## EXERCISE OBJECTIVE
Report, copied in full, every line in the items below that contains the word "your". Matching is case-sensitive.

[Object detection data]

=-=-=-=-=

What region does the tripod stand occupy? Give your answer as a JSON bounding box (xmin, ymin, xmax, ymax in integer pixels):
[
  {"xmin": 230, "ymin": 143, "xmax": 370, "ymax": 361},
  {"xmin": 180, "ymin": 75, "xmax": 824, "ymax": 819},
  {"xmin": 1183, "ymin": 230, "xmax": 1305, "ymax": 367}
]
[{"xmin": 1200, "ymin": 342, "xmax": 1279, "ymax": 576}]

=-=-=-=-=

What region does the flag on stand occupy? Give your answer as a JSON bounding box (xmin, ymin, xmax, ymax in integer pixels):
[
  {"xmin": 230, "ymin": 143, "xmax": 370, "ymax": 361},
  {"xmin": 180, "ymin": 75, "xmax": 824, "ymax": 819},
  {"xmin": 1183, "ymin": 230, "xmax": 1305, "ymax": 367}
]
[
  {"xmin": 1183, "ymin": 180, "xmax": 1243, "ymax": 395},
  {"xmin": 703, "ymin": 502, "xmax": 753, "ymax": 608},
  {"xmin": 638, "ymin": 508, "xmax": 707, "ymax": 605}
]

=-=-=-=-=

## CORRECT ANSWER
What region does the tripod stand occupy? Give your answer as a JSON bounding box (xmin, ymin, xmax, ymax in integer pixels):
What region does the flag on stand occupy? Give your answer as a JSON bounding box (xmin, ymin, xmax, ymax in integer pixels):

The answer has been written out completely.